====== Given data ======

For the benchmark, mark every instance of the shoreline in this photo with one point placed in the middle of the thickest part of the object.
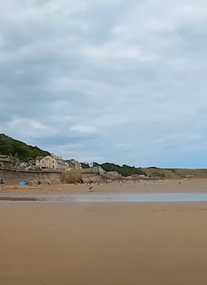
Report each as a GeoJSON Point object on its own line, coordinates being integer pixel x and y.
{"type": "Point", "coordinates": [144, 186]}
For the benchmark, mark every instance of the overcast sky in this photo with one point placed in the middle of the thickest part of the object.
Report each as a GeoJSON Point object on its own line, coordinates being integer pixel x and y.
{"type": "Point", "coordinates": [123, 81]}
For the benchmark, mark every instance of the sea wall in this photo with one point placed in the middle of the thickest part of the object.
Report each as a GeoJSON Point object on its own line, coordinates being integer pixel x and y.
{"type": "Point", "coordinates": [14, 176]}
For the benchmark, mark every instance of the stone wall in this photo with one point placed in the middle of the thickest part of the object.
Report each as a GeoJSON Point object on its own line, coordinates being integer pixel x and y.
{"type": "Point", "coordinates": [13, 176]}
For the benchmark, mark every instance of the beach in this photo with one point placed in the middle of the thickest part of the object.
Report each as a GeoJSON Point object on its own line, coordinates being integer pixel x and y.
{"type": "Point", "coordinates": [142, 186]}
{"type": "Point", "coordinates": [103, 243]}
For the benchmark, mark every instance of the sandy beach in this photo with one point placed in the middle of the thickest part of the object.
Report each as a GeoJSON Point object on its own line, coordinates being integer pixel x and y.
{"type": "Point", "coordinates": [144, 186]}
{"type": "Point", "coordinates": [51, 243]}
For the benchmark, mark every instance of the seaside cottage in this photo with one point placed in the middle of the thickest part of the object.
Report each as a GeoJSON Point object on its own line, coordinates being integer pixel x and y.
{"type": "Point", "coordinates": [51, 162]}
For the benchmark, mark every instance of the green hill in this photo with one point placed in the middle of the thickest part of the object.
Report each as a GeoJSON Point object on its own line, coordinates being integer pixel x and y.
{"type": "Point", "coordinates": [10, 146]}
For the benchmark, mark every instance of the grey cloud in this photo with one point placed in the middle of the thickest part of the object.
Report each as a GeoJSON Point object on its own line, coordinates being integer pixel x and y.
{"type": "Point", "coordinates": [83, 79]}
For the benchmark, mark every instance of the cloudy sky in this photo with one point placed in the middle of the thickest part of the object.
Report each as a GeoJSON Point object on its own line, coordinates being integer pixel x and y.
{"type": "Point", "coordinates": [123, 81]}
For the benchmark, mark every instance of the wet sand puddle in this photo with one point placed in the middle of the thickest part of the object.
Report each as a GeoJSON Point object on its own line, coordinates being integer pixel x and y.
{"type": "Point", "coordinates": [105, 197]}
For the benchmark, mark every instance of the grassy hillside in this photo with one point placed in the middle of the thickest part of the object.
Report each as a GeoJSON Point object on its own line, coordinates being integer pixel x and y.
{"type": "Point", "coordinates": [17, 148]}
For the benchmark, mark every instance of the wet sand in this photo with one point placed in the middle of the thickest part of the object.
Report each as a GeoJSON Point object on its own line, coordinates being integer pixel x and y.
{"type": "Point", "coordinates": [113, 244]}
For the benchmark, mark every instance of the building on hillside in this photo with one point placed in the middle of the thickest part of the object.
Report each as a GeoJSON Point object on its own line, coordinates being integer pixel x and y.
{"type": "Point", "coordinates": [51, 162]}
{"type": "Point", "coordinates": [74, 164]}
{"type": "Point", "coordinates": [6, 161]}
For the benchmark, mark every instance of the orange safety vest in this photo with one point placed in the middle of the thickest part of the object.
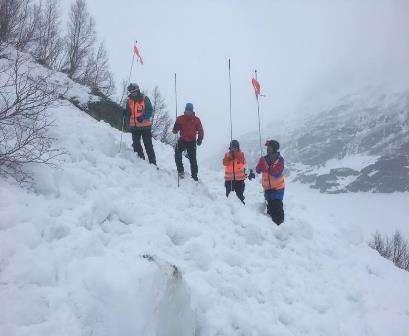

======

### Set exercise:
Please pick out each line in the items above that contains the word "wall", and copy those lines in full.

### Result:
For the benchmark, mark every instance of the sea wall in this photo with one point placed in the middle of the thickest part of the object.
For the benchmark, mark every instance of the stone wall in this photo with one point placed in the middle of the thickest part of the object.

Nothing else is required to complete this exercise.